DOCUMENT SEGMENT:
This co-production with BR Klassik is part of Gerd Schaller’s ongoing Bruckner2024 project celebrating the bicentenary of the composer’s birth by recording all the versions of his symphonies he authorised and presents Bruckner’s original conception of the Fourth Symphony.

I recently welcomed Jakub Hrůša’s set presenting all three versions of the Fourth; Schaller’s latest release adds to the growing body of recordings of its first incarnation and, as always, is performed and recorded to the highest standard.

Schaller has of course already given us very successful accounts of the 1878/80 versions, both with and without the Volksfest final; those are available separately or as part of his box sets of the complete symphonies and I refer you to my reviews of those recordings. In his note to this new issue, Schaller sums up the justification – if such be needed – for performing and recording it when he writes, “If one is familiar with the commonly played version of 1878/80, one soon gains the impression that the 1874 version is for long stretches a completely different work. And so it is.” He goes on to comment on the brusqueness and modernity of the writing, something I alluded to in my review Hrůša’s recording when I remarked of the original that “there are some decidedly bizarre passages interspersed with the familiar…but the admixture of the known and the novel is never less than interesting and entertaining; even when it sounds over-worked, it remains a grand and noble concept.” Schaller brings out this “experimental” nature of the original, its unprecedented – indeed subsequently unequalled - “rhythmic complexity” and its debt to Beethoven. Ultimately, as his confidence increased, Bruckner began to see himself, as Beethoven’s true successor and eventually his public and most of the music establishment came to agree with him.

RECORDS FOR PROCESSING:
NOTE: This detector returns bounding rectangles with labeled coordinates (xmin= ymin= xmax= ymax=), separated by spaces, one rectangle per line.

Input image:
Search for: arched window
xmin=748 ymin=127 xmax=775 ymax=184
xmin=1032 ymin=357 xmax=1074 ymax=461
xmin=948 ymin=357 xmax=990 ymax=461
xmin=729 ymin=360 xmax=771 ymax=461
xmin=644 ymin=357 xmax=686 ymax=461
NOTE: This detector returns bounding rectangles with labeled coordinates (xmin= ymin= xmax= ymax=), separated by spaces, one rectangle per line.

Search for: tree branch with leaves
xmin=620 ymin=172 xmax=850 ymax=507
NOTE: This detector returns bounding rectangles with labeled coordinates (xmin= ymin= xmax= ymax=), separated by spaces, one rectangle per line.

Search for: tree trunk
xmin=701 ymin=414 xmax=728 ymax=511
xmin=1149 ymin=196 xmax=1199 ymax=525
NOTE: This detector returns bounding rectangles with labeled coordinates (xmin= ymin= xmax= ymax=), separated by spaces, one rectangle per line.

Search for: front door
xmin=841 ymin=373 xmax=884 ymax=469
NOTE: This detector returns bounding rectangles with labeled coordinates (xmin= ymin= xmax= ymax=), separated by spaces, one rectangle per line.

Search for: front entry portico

GIVEN PROBLEM A: Write out the part of the Bruckner review that opens with the words "I recently welcomed" and closes with "the highest standard.", swapping "recordings" for "releases".
GIVEN PROBLEM B: Rescale the records from their start through the line containing "xmin=644 ymin=357 xmax=686 ymax=461", both ends included. Reproduce every line in that span, including the NOTE and "Search for" lines, and multiply each bounding-box coordinate by 0.45, rounding to whole numbers with halves going up.

FULL OUTPUT A:
I recently welcomed Jakub Hrůša’s set presenting all three versions of the Fourth; Schaller’s latest release adds to the growing body of releases of its first incarnation and, as always, is performed and recorded to the highest standard.

FULL OUTPUT B:
NOTE: This detector returns bounding rectangles with labeled coordinates (xmin= ymin= xmax= ymax=), separated by spaces, one rectangle per line.

Input image:
Search for: arched window
xmin=337 ymin=57 xmax=349 ymax=83
xmin=464 ymin=161 xmax=483 ymax=207
xmin=427 ymin=161 xmax=446 ymax=207
xmin=328 ymin=162 xmax=347 ymax=207
xmin=290 ymin=161 xmax=309 ymax=207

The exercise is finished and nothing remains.